Dataset entries:
● ● ●

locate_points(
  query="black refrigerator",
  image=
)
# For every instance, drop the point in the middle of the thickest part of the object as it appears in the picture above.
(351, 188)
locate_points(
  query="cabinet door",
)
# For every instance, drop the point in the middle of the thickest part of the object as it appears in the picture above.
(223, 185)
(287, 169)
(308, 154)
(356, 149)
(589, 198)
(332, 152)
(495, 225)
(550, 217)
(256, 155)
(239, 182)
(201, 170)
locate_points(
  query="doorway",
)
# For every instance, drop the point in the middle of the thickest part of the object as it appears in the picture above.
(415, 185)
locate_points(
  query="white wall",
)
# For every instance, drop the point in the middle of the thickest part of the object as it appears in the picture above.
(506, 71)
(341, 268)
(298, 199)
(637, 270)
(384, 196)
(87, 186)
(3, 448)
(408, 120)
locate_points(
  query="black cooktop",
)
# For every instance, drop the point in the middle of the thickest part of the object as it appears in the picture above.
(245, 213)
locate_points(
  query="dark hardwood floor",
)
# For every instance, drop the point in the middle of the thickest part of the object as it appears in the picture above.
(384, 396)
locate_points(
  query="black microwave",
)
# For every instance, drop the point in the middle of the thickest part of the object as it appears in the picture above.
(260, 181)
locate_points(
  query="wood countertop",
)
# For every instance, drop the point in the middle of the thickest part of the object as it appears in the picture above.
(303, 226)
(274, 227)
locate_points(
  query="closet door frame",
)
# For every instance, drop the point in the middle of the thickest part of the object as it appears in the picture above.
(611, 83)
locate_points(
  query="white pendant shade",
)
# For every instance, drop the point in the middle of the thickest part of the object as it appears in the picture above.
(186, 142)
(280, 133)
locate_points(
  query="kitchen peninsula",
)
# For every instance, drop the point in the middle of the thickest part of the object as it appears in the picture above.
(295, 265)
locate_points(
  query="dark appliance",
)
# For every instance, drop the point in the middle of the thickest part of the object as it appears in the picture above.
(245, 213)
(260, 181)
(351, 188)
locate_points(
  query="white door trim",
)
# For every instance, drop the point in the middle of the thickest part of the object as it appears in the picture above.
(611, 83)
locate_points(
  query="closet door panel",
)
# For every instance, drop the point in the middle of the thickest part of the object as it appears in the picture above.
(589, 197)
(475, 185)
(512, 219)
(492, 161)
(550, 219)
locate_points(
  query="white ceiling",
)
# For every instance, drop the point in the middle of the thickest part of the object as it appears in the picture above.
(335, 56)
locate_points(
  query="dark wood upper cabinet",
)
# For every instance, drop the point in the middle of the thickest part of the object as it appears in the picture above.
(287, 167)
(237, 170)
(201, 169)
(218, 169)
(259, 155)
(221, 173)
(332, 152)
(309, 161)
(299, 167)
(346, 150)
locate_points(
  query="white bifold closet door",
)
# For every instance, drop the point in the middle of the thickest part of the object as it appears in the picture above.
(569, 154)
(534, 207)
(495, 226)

● ● ●

* WHAT THIS TASK INVOLVES: None of the records may be omitted; each is to be printed exactly.

* RESPONSE:
locate_points(
  query="black refrigerator",
  image=
)
# For every instance, drop the point in the middle of the thickest part of the object as it appears in the picture above.
(351, 188)
locate_points(
  query="cabinet door",
)
# For every instance, drop the point in the middle of the thickest part of the object as it appears in the picture above.
(223, 185)
(287, 169)
(308, 154)
(356, 149)
(589, 198)
(332, 152)
(495, 225)
(550, 217)
(256, 155)
(239, 182)
(201, 170)
locate_points(
  query="doorway",
)
# For every instance, drop the point in the middle of the thickest part of the object as it appears in the picture above.
(415, 185)
locate_points(
  query="white wall",
)
# For every instance, drop the point in the middle of the thickest part of the object as it appears in the picture above.
(506, 71)
(341, 268)
(298, 199)
(637, 270)
(384, 196)
(87, 186)
(3, 448)
(408, 120)
locate_points(
  query="black cooktop",
)
# For every instance, drop the point in the middle of the thickest part of the object as it appears in the picture above.
(245, 213)
locate_points(
  query="dark hardwood floor",
)
# For every instance, drop the point in the middle of the thickest part of the object as it appears in the picture above.
(384, 396)
locate_points(
  query="black microwave",
)
# For every instance, drop the point in the middle of the thickest part of the object as it appears in the picture above.
(260, 181)
locate_points(
  query="wood countertop",
)
# For every instance, drop the point in the middle of the thickest part of the object as it appears in the picture above.
(303, 226)
(274, 227)
locate_points(
  query="closet door frame",
)
# For every instance, drop the point in the middle of the thickest part of the object as it appears in the picture above.
(611, 83)
locate_points(
  query="white pendant shade",
)
# For every instance, drop the point in the middle of the thickest part of the object as it appears in the picture above.
(186, 142)
(280, 133)
locate_points(
  query="kitchen peninsula",
)
# For every instance, drop the point in the middle of the thickest part of the object as it appears in the picture above.
(295, 265)
locate_points(
  query="dark appliance",
)
# For every instance, drop the point in the middle of the thickest part of the object as it appears in the picture above.
(245, 213)
(260, 181)
(351, 188)
locate_points(
  query="white door trim",
)
# For every instance, drop the point in the middle of the thickest part of the object as it appears in the picture above.
(611, 83)
locate_points(
  query="closet door panel",
)
# For every instance, drop the point in the middle of the thickest part of the object as it appears in the picture above.
(589, 197)
(475, 185)
(512, 219)
(492, 161)
(550, 219)
locate_points(
  query="white ceiling",
)
# For every instance, drop the point in the middle of the thickest part of the object as it appears in the picture above.
(335, 56)
locate_points(
  query="dark wood upper cabinet",
)
# For every instance, drop the point in the middle of the thickest part of the object as it appears in the picture above.
(287, 167)
(237, 170)
(201, 169)
(218, 169)
(259, 155)
(221, 173)
(332, 152)
(309, 161)
(299, 167)
(346, 150)
locate_points(
  query="white bifold closet door",
)
# For every instance, drop the point in the middle of the thickest part of the object as it appears in the picture above.
(569, 154)
(534, 207)
(495, 226)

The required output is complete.